* WHAT IS REQUIRED *
Could you write out the records below exactly as they appear, leaving out any pictures?

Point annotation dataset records
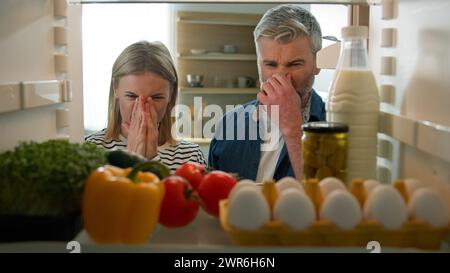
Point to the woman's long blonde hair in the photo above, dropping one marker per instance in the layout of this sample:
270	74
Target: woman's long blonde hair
139	58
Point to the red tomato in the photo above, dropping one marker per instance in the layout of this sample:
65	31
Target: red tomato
215	186
193	172
179	206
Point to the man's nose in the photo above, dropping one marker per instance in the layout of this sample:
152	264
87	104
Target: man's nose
282	70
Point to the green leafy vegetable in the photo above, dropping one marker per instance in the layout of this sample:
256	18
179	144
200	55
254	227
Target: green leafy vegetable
46	179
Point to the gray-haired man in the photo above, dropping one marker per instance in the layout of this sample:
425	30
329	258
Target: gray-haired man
287	39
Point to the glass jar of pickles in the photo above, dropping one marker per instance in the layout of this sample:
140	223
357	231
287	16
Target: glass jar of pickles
324	150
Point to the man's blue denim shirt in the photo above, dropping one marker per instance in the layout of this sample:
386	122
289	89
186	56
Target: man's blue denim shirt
242	154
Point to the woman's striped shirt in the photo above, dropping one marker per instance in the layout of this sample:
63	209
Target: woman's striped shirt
171	155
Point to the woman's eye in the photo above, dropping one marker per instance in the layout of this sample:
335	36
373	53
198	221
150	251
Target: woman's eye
131	96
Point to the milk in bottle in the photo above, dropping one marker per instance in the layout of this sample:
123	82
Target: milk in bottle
354	100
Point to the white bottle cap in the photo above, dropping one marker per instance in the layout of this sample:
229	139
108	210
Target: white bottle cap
355	31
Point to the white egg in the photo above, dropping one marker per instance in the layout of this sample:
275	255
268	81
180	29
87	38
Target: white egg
341	208
386	205
240	185
329	184
427	205
412	184
288	183
295	209
248	209
369	185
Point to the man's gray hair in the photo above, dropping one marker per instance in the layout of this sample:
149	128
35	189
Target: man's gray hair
285	23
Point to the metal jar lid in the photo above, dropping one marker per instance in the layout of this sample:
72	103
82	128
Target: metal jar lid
324	127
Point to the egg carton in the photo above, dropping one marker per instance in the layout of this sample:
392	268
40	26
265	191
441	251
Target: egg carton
414	233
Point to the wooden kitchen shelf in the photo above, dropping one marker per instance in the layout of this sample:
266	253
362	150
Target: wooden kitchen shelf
215	90
218	57
219	22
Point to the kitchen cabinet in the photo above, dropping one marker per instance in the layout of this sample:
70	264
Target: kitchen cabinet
202	41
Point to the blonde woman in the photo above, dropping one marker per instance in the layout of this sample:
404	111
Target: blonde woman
143	92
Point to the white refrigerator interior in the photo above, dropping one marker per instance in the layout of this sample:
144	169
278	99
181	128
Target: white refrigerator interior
40	71
41	94
409	48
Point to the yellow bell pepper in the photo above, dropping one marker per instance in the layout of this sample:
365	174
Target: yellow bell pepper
121	205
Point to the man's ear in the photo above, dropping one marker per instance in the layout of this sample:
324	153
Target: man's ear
316	70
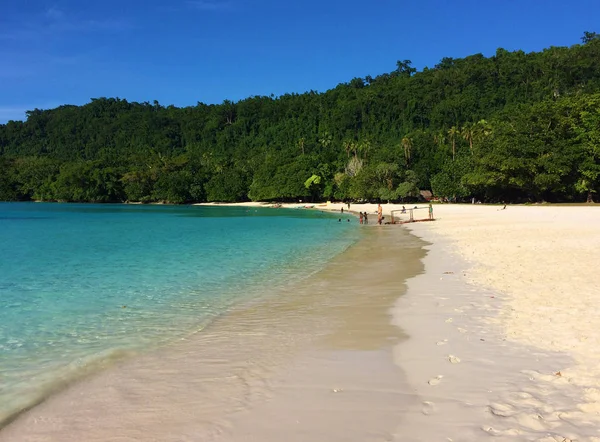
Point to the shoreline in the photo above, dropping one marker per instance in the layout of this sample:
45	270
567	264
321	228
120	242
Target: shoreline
321	344
483	344
494	351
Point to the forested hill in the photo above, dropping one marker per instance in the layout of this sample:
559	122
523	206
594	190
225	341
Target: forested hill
514	127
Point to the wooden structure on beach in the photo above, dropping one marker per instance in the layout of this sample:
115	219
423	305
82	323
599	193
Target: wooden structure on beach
413	215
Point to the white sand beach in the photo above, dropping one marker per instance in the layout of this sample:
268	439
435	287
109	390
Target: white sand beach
497	340
505	325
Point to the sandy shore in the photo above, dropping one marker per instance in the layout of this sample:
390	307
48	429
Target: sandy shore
309	361
504	325
496	340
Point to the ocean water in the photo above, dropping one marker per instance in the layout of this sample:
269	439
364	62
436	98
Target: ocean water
84	284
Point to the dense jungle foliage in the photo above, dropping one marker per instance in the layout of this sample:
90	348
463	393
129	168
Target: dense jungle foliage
512	127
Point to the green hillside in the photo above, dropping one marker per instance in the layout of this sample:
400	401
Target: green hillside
515	126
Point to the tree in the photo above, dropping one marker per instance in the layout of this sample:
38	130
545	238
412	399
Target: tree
453	132
407	145
404	68
468	132
589	36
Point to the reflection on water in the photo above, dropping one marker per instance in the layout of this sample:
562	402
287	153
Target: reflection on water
192	389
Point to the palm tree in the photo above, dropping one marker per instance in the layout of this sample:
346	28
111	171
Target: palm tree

* FINAL RESULT *
Point to the woman's long blonde hair in the photo above, dropping one marker per instance in the layout of this sample:
270	74
Target: woman's long blonde hair
139	58
Point to the red tomato in the photo above, dropping one marker per instance in the layout of this sample:
65	31
Target: red tomato
215	186
193	172
179	206
Point to the man's nose in the photo above, dropping one marker per instance in the layout of this sample:
152	264
87	104
Target: man's nose
282	70
Point to the green leafy vegetable in the photo above, dropping one marker per instance in the layout of this sample:
256	18
179	144
200	55
254	227
Target: green leafy vegetable
46	179
Point to the gray-haired man in the photo above, dropping one marker per instance in the layout of this sample:
425	30
329	258
Target: gray-haired man
287	39
Point to the glass jar of pickles in the photo above, dropping one marker per instance in the layout of this sample:
140	223
357	231
287	16
Target: glass jar of pickles
324	150
Point to the man's blue denim shirt in the photo above, dropping one marker per instance in the layout of this sample:
386	122
289	89
186	56
Target: man's blue denim shirt
242	154
Point to the woman's striped shirt in the photo above, dropping one marker per instance in the layout of this sample:
63	209
Target: woman's striped shirt
171	155
Point to the woman's eye in the photo above, dropping one marker per instance in the layout of this sample:
335	36
373	53
198	221
150	251
Target: woman's eye
131	96
Point to the milk in bottle in the photo above, dropping one marker per instance in the layout of this sample:
123	82
Target: milk in bottle
354	100
Point to the white bottle cap in the photo above, dropping one marker per instance in the layout of this sample:
229	139
108	210
Target: white bottle cap
355	31
Point to the white egg in the photo above, dropping one marker per instance in the layout of this sample:
275	255
268	81
180	29
87	38
Target: white egg
341	208
386	205
240	185
329	184
427	205
412	184
288	183
295	209
248	209
369	185
Point to the man's gray hair in the photo above, dropping one marker per instance in the layout of this sample:
149	128
35	189
Target: man's gray hair
285	23
Point to the metal jar lid in the photo above, dropping one marker per instance in the layout of this sample:
72	103
82	128
Target: metal jar lid
324	127
Point to the egg carton in the photo above, dropping one marker per instance in the layout of this sample:
392	268
40	26
265	191
441	251
Target: egg carton
414	233
Point to the wooden kitchen shelf in the photo above, dropping one marker per instance in the layout of this sample:
266	253
362	150
Target: wooden kitchen shelf
215	90
218	57
219	22
Point to the kitchen cabinet in the photo above, dropping one marker per instance in the layout of this sample:
70	264
Target: kitchen cabinet
202	41
Point to the blonde woman in the photo above, dropping one marker per instance in the layout of this sample:
404	111
Target: blonde woman
143	92
Point to the white refrigerator interior in the photo above, dropping one marker per instance in the layout of this sample:
144	169
278	99
181	128
Target: white refrigerator interior
40	71
41	94
409	48
Point to the yellow bell pepper in the photo above, dropping one marker per instance in the layout of this sample:
365	174
Target: yellow bell pepper
121	205
Point to the man's ear in the photo above, dropping one marker per instance in the layout of this sample:
324	153
Target: man's ear
316	70
Point to the shoreline in the photo above, dropping one marker per instance in the layout of this sample:
45	270
567	264
321	228
120	242
Target: shoreline
321	344
483	344
494	351
Point to the forested hill in the photo above, dropping one marker per instance in the layout of this sample:
559	122
523	206
594	190
225	341
Target: forested hill
514	127
Point to the wooden structure on beach in the photo above, dropping one marker per instance in the layout of this sample:
115	219
423	305
82	323
599	193
Target: wooden structure on beach
413	215
Point to the white sand beach in the photo above, dropping one marker per instance in the layout of this sample:
268	439
435	287
109	390
Target: white sand beach
497	340
505	325
Point to the sandy shore in the photo above, dropping one marker per instance in the layout of this sample:
390	307
48	429
Target: sandy shore
309	361
504	325
496	340
Point to the ocean water in the photo above, dropping one marker per instance in the layout of this sample:
269	439
364	62
436	98
Target: ocean water
84	284
Point to the dense jungle foliage in the photo above, dropping one marker per instance in the layout of this sample:
90	348
463	393
129	168
Target: dense jungle foliage
512	127
Point to the green hillside in the photo above, dropping one marker per instance in the layout of this sample:
400	401
Target: green hillside
515	126
Point to the tree in the photo above, dropping one marker per instance in the layout of this sample:
38	130
545	238
412	399
Target: tree
453	132
407	145
404	68
468	132
589	36
Point to the reflection on water in the photo above, dropping one marker per instance in the layout of this sample:
562	402
287	153
Target: reflection on water
192	389
Point to the palm tree in the photo above, dropping one marker per instance in the layout of this sample:
346	28
111	171
Target: palm tree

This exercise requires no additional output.